**Records for the exercise:**
— begin —

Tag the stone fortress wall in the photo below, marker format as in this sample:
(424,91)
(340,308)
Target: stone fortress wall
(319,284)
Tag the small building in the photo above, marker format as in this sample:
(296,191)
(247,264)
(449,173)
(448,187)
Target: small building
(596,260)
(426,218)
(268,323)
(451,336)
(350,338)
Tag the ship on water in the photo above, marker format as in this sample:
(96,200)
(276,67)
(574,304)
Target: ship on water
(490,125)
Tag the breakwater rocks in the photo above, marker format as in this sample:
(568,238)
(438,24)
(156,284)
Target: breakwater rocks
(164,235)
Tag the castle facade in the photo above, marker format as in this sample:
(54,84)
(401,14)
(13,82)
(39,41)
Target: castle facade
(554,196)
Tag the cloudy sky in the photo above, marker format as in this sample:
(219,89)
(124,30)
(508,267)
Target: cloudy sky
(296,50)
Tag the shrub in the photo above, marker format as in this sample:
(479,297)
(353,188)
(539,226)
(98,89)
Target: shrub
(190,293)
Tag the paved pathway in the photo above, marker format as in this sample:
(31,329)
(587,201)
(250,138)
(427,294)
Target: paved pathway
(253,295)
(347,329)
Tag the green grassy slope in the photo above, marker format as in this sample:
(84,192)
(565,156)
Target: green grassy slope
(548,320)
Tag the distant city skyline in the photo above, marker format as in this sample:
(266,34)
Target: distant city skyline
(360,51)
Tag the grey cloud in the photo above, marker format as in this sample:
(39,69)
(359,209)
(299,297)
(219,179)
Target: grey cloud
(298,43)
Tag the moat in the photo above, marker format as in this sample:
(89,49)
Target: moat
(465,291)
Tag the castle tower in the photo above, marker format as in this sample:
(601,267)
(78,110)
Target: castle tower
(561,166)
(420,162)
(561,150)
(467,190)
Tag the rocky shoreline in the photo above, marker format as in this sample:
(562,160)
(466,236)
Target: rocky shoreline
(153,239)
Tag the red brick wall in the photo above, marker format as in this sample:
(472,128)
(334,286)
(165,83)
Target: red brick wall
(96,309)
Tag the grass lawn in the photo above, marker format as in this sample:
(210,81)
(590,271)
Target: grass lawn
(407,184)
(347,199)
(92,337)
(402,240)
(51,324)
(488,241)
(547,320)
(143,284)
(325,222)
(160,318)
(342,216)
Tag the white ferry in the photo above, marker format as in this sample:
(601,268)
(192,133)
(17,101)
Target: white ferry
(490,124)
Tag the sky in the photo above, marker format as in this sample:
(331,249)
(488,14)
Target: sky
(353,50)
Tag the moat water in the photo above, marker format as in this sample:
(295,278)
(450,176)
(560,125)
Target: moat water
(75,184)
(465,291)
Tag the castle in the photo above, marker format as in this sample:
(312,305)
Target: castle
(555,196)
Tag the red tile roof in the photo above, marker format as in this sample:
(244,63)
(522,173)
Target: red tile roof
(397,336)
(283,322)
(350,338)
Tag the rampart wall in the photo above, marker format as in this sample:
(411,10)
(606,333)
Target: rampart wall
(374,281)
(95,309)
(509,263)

— end —

**Given task:** In the listing above, find the line containing "Tag the grey", then reproduce it and each line after it through the end, exactly and with nothing added.

**Expected answer:**
Tag the grey cloud in the photo above, marker format as in this sample:
(39,69)
(359,209)
(299,297)
(219,179)
Target: grey cloud
(298,43)
Tag the moat in the photo above, marker format as in this sample:
(89,49)
Target: moat
(465,291)
Tag the castle tower in the photo above, marker format as in this sample:
(601,267)
(78,110)
Target: castle tower
(561,166)
(420,162)
(561,150)
(467,190)
Tag the rocky shoreline in the photo above, marker format as in this sample:
(562,160)
(466,236)
Target: rocky shoreline
(153,239)
Tag the red brick wall in the photo above, marker format as in this sample:
(472,128)
(334,286)
(165,83)
Target: red brick wall
(96,309)
Tag the grass lawn in the photo above, marker format as in this sample:
(210,81)
(590,271)
Target: grass lawn
(407,184)
(347,199)
(92,337)
(402,240)
(51,324)
(488,241)
(547,320)
(143,284)
(325,222)
(160,318)
(342,216)
Tag the white ferry in the photo above, marker format as in this sample:
(601,268)
(192,133)
(17,101)
Target: white ferry
(490,124)
Tag the sky in the photo above, marker format as in this sample:
(331,249)
(488,14)
Target: sky
(353,50)
Tag the moat water in the photo above, marker format as in this sample:
(295,278)
(450,176)
(560,125)
Target: moat water
(75,184)
(465,291)
Tag the castle in the photo above, marker format as in this sample:
(312,305)
Target: castle
(555,196)
Tag the red tile roof in the photo above, marker format as in this sample:
(244,63)
(522,173)
Target: red tile roof
(397,336)
(283,322)
(350,338)
Tag the rampart wall in the photo above, marker format as in this sample:
(411,10)
(606,333)
Target: rampart wall
(374,281)
(95,309)
(509,263)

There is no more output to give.